# [Extracto]
╭──

Es precisamente este nombre uno de los que apoyan la tercera razón por la que el NHM es enormemente valioso. Al contrario que los museos de arte, los de ciencias difícilmente pueden improvisarse a golpe de talonario. Es decir, que los principales museos de ciencias naturales del mundo suelen pertenecer a los países que han hecho las principales aportaciones en las ciencias naturales y que han quedado acumuladas entre sus paredes. Y para cualquiera con un cierto cariño por la ciencia y la naturaleza, visitar el NHM es como para un surfista viajar a Hawái, para un budista recorrer el Tíbet o para un futbolero sentarse en el Maracaná.

Estatua de Charles Darwin en la escalinata del NHM, obra de Sir Joseph Boehm. Foto de Javier Yanes.

Estatua de Charles Darwin en la escalinata del NHM, obra de Sir Joseph Boehm. Foto de Javier Yanes.

En cuanto al contenido del museo, un gran acierto de sus responsables ha sido introducir las nuevas tecnologías de interactividad sin relegar las colecciones de especímenes, que mantienen ese regusto de museo clásico por el que tantos niños a lo largo de la historia se han enganchado a la carrera científica. En el NHM se vive la ciencia con los cinco sentidos, pero todavía se pueden contemplar los montajes de animales conservados que son pequeñas obras de arte, como los paneles con cientos de especies de colibríes. En cuanto a lo más moderno, se puede sufrir la experiencia de un terremoto en un supermercado japonés, pasear por el interior de una vivienda normal apreciando los bichos que conviven con nosotros, o sentirse feto en el claustro del útero materno. Sería inútil tratar de resumir todo lo que ofrece el museo: una mañana entera apenas dará para recorrer la mitad, y eso si se camina a buen ritmo. Pero por destacar algo, ahí van un par de pistas.

╰──

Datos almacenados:
╭──

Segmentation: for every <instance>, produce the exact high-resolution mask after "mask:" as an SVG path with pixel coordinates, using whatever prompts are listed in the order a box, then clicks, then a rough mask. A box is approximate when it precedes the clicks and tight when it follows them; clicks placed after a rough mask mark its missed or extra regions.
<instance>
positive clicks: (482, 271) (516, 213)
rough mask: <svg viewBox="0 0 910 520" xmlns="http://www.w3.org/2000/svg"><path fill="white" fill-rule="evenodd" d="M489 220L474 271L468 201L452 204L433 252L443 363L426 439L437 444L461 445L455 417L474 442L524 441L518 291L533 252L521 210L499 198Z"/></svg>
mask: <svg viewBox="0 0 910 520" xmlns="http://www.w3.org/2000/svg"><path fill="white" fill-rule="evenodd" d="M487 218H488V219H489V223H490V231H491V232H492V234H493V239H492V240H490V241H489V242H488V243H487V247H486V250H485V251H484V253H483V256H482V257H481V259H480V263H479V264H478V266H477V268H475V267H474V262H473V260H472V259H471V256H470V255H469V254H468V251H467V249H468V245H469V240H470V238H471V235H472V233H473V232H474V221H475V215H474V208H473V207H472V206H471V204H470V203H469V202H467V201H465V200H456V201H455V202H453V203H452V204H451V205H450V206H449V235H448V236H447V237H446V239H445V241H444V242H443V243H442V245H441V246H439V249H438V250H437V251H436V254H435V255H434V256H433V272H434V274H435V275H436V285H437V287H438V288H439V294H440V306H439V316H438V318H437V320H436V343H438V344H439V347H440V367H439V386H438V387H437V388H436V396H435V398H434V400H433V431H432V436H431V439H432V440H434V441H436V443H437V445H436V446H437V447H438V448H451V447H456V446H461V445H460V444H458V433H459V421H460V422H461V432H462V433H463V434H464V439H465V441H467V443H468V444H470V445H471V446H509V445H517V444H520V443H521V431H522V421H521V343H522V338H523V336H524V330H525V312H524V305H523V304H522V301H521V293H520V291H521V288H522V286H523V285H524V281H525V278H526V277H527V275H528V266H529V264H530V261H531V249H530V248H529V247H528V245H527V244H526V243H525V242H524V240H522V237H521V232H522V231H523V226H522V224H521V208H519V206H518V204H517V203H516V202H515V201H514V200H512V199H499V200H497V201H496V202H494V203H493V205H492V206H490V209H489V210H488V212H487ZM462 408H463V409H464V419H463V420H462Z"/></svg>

╰──

# [Actividad]
Devuelve de forma literal el pasaje del extracto sobre el NHM que empieza en "Es precisamente este" y termina en "en el Maracaná.".

# [Respuesta]
Es precisamente este nombre uno de los que apoyan la tercera razón por la que el NHM es enormemente valioso. Al contrario que los museos de arte, los de ciencias difícilmente pueden improvisarse a golpe de talonario. Es decir, que los principales museos de ciencias naturales del mundo suelen pertenecer a los países que han hecho las principales aportaciones en las ciencias naturales y que han quedado acumuladas entre sus paredes. Y para cualquiera con un cierto cariño por la ciencia y la naturaleza, visitar el NHM es como para un surfista viajar a Hawái, para un budista recorrer el Tíbet o para un futbolero sentarse en el Maracaná.